:: What you will do ::
The number of lines in the entries below holding the word "post" is all that is needed here.

Segment Start: Task material

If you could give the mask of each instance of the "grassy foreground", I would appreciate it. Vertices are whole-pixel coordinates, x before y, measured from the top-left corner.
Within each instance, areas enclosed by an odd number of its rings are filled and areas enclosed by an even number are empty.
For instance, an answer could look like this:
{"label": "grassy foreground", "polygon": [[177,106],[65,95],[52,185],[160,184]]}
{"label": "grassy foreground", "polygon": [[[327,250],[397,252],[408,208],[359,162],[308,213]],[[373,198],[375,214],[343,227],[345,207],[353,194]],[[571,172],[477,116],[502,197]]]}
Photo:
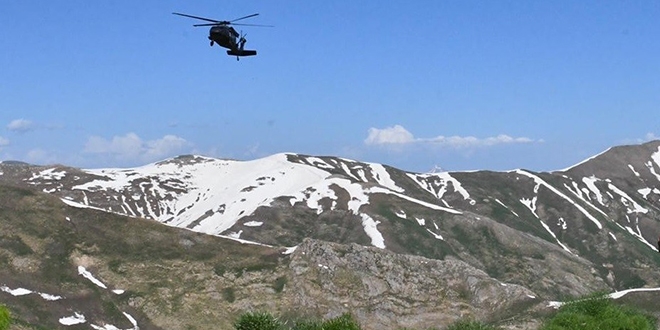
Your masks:
{"label": "grassy foreground", "polygon": [[10,321],[9,311],[7,308],[5,308],[5,306],[0,305],[0,330],[9,329]]}
{"label": "grassy foreground", "polygon": [[[564,304],[554,316],[544,323],[540,330],[655,330],[656,322],[654,318],[640,311],[615,304],[604,295],[593,295]],[[236,320],[234,328],[236,330],[362,329],[351,314],[344,314],[325,321],[283,322],[267,312],[244,313]],[[426,330],[435,329],[438,328]],[[474,320],[459,320],[446,330],[500,330],[500,328]]]}
{"label": "grassy foreground", "polygon": [[541,330],[655,330],[656,320],[604,295],[593,295],[564,304]]}

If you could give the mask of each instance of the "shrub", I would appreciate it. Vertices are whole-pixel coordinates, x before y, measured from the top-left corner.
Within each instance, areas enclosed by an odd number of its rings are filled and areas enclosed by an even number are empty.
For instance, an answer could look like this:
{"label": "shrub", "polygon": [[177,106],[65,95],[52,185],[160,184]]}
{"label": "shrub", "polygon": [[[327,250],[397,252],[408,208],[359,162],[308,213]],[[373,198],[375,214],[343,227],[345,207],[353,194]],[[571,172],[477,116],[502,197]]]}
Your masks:
{"label": "shrub", "polygon": [[270,313],[243,313],[234,323],[236,330],[281,330],[282,323]]}
{"label": "shrub", "polygon": [[654,330],[655,321],[639,311],[617,306],[604,295],[593,295],[566,303],[542,328],[573,329]]}
{"label": "shrub", "polygon": [[323,323],[318,321],[298,321],[291,330],[323,330]]}
{"label": "shrub", "polygon": [[288,280],[286,279],[286,276],[278,277],[275,280],[275,283],[273,283],[273,290],[275,290],[275,292],[277,292],[277,293],[282,292],[282,290],[284,290],[284,286],[286,285],[287,282],[288,282]]}
{"label": "shrub", "polygon": [[473,320],[459,320],[447,327],[447,330],[498,330],[499,328]]}
{"label": "shrub", "polygon": [[323,330],[361,330],[360,325],[351,314],[345,313],[334,319],[323,322]]}
{"label": "shrub", "polygon": [[9,324],[11,323],[11,318],[9,311],[5,306],[0,305],[0,330],[9,329]]}

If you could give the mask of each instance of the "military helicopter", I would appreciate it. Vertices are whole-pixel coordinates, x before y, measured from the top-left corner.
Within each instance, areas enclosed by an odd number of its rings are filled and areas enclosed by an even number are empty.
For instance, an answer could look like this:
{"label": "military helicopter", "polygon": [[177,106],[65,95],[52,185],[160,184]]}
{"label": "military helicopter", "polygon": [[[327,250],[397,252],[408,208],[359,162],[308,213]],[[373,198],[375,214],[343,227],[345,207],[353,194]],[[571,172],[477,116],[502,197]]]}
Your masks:
{"label": "military helicopter", "polygon": [[179,15],[179,16],[184,16],[184,17],[190,17],[202,21],[207,21],[211,23],[204,23],[204,24],[194,24],[193,26],[210,26],[211,29],[209,30],[209,40],[211,40],[211,47],[213,46],[214,43],[218,44],[221,47],[229,49],[227,51],[227,55],[232,55],[236,56],[236,60],[239,59],[241,56],[254,56],[257,55],[256,50],[247,50],[244,49],[245,43],[247,42],[247,39],[245,39],[245,34],[241,33],[239,34],[236,32],[236,30],[231,27],[230,25],[243,25],[243,26],[261,26],[261,27],[272,27],[272,25],[259,25],[259,24],[243,24],[243,23],[234,23],[236,21],[240,21],[246,18],[254,17],[259,14],[252,14],[252,15],[247,15],[243,16],[231,21],[218,21],[215,19],[210,19],[210,18],[205,18],[205,17],[199,17],[199,16],[193,16],[193,15],[188,15],[188,14],[181,14],[181,13],[172,13],[174,15]]}

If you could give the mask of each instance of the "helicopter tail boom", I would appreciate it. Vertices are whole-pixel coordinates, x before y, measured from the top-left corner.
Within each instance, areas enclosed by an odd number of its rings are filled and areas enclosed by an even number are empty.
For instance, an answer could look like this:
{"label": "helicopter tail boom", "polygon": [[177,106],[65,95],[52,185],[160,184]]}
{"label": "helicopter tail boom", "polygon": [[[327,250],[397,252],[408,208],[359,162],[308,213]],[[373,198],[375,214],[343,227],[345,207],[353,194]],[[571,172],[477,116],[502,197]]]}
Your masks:
{"label": "helicopter tail boom", "polygon": [[228,50],[227,55],[232,55],[232,56],[254,56],[257,55],[256,50]]}

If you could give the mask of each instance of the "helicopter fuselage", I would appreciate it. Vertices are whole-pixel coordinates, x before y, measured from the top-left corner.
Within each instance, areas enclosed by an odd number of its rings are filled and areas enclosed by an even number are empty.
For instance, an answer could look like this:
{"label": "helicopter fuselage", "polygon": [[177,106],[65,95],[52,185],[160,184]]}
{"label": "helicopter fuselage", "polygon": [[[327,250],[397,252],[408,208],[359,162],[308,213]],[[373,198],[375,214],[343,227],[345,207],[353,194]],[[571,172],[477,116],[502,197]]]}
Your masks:
{"label": "helicopter fuselage", "polygon": [[245,50],[243,45],[245,45],[245,38],[241,40],[237,39],[241,35],[236,32],[236,30],[231,26],[226,25],[216,25],[211,27],[209,30],[209,40],[211,40],[211,46],[213,43],[217,43],[219,46],[229,49],[227,51],[228,55],[233,56],[253,56],[257,55],[256,50]]}
{"label": "helicopter fuselage", "polygon": [[238,33],[230,26],[214,26],[209,30],[209,40],[227,49],[238,49],[236,38]]}

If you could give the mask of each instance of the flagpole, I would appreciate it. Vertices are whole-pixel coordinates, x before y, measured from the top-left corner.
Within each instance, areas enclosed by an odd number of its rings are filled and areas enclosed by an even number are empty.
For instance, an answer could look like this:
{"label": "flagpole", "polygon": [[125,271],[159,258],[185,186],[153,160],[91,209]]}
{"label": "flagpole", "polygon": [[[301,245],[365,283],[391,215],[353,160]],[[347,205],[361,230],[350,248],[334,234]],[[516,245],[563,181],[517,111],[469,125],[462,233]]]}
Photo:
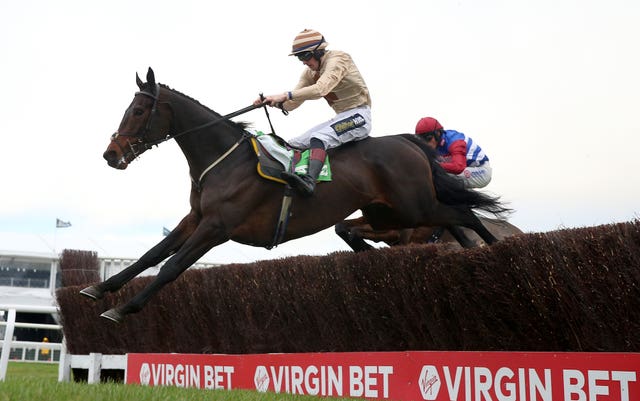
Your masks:
{"label": "flagpole", "polygon": [[58,247],[58,228],[67,228],[71,227],[71,222],[63,221],[56,217],[56,231],[53,234],[53,254],[55,257],[58,257],[57,247]]}
{"label": "flagpole", "polygon": [[56,248],[58,246],[58,225],[56,224],[55,231],[53,232],[53,257],[57,258]]}

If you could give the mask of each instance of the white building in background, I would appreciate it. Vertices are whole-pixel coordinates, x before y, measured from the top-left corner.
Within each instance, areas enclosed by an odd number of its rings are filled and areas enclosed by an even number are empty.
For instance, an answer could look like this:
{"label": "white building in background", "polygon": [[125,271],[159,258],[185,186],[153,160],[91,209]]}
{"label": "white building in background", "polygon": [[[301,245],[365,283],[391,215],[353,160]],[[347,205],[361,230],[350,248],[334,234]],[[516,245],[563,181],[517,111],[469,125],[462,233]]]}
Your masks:
{"label": "white building in background", "polygon": [[[10,307],[56,306],[55,292],[61,287],[59,255],[51,253],[11,252],[0,250],[0,321],[7,319]],[[122,259],[98,256],[100,280],[104,281],[136,259]],[[141,275],[157,274],[162,264],[149,268]],[[192,267],[208,268],[219,264],[196,263]],[[78,294],[79,297],[82,295]],[[28,323],[59,324],[57,314],[25,313],[20,321]],[[5,337],[4,326],[0,325],[0,340]],[[57,330],[16,328],[14,340],[60,342],[62,333]],[[22,357],[20,357],[22,353]],[[11,350],[12,359],[25,359],[24,350]],[[31,360],[33,360],[31,358]]]}
{"label": "white building in background", "polygon": [[[106,280],[136,259],[98,256],[100,279]],[[155,275],[162,264],[141,275]],[[196,263],[192,267],[219,266]],[[55,291],[61,286],[59,255],[0,250],[0,305],[55,306]]]}
{"label": "white building in background", "polygon": [[57,257],[0,251],[0,305],[53,306],[58,286]]}

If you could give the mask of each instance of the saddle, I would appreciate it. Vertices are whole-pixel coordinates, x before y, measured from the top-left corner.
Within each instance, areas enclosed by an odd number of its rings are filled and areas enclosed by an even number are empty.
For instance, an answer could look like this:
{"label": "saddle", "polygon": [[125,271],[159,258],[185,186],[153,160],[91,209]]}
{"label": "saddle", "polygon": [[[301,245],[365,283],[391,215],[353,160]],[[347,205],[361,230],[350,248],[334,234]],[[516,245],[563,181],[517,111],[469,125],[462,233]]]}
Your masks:
{"label": "saddle", "polygon": [[[306,174],[309,169],[309,149],[301,151],[289,146],[284,139],[274,134],[264,134],[263,132],[250,133],[251,146],[258,156],[257,170],[260,177],[267,180],[277,181],[285,184],[280,214],[276,224],[273,241],[267,249],[278,246],[284,238],[289,216],[291,215],[292,188],[281,178],[281,173],[295,172],[296,174]],[[318,176],[318,181],[331,181],[331,167],[329,156],[325,158],[324,166]]]}
{"label": "saddle", "polygon": [[[282,172],[295,172],[302,175],[306,174],[309,169],[309,149],[292,148],[277,135],[257,131],[252,133],[251,145],[258,156],[257,170],[262,178],[286,184],[280,176]],[[318,176],[318,181],[331,181],[331,166],[328,155]]]}

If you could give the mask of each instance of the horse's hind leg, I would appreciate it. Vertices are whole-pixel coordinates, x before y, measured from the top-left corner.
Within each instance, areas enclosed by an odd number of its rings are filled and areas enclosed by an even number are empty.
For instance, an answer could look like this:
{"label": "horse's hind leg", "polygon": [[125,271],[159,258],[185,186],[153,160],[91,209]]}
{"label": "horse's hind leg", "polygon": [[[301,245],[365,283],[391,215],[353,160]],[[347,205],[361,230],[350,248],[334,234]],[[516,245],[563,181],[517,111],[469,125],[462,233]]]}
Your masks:
{"label": "horse's hind leg", "polygon": [[191,214],[187,215],[168,236],[166,236],[156,246],[148,250],[131,266],[111,276],[102,283],[95,284],[81,290],[80,294],[91,299],[101,299],[104,297],[105,293],[119,290],[138,274],[142,273],[149,267],[156,266],[158,263],[171,256],[171,254],[173,254],[176,249],[180,248],[187,238],[191,236],[196,225],[197,222],[194,220],[193,216],[191,216]]}

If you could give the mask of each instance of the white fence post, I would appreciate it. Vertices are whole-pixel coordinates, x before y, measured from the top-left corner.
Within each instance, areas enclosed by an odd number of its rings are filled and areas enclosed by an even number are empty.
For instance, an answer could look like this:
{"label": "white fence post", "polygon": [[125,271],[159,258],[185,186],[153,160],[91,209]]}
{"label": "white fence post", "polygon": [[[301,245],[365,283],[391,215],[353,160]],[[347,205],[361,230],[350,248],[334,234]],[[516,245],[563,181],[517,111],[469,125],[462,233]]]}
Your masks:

Segment End: Task material

:: Response box ::
3